TASK DIRECTIONS:
Repeat each entry word for word; the images are not part of the copy.

DATA PROVIDED:
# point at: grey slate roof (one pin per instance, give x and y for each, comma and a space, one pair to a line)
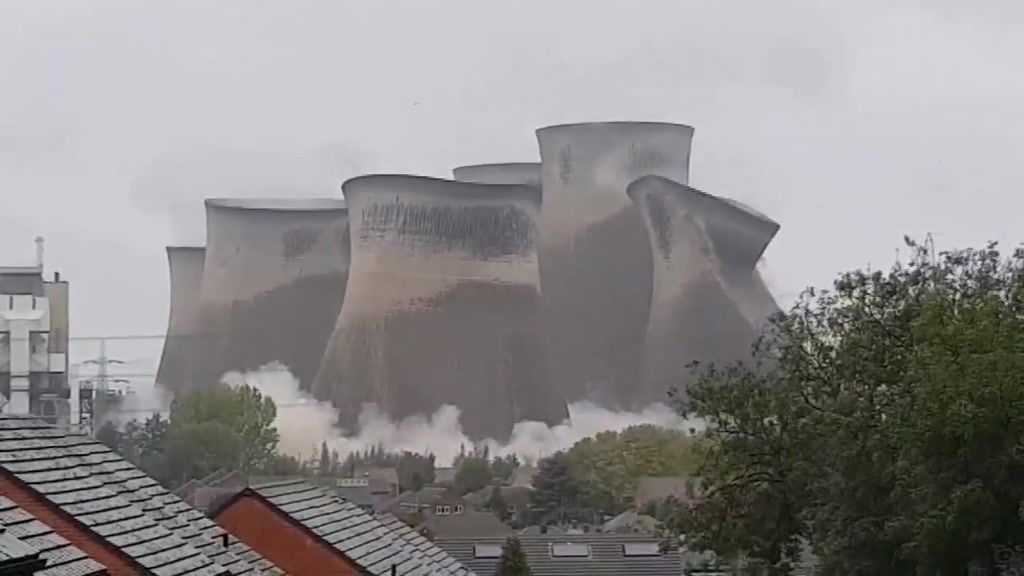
606, 556
13, 549
359, 536
437, 558
62, 559
121, 503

EXERCISE RESULT:
# point at: grey slate roof (one pin per instance, give x and y for each, comma and a space, one pair to a line)
606, 556
13, 549
359, 536
437, 558
62, 559
121, 503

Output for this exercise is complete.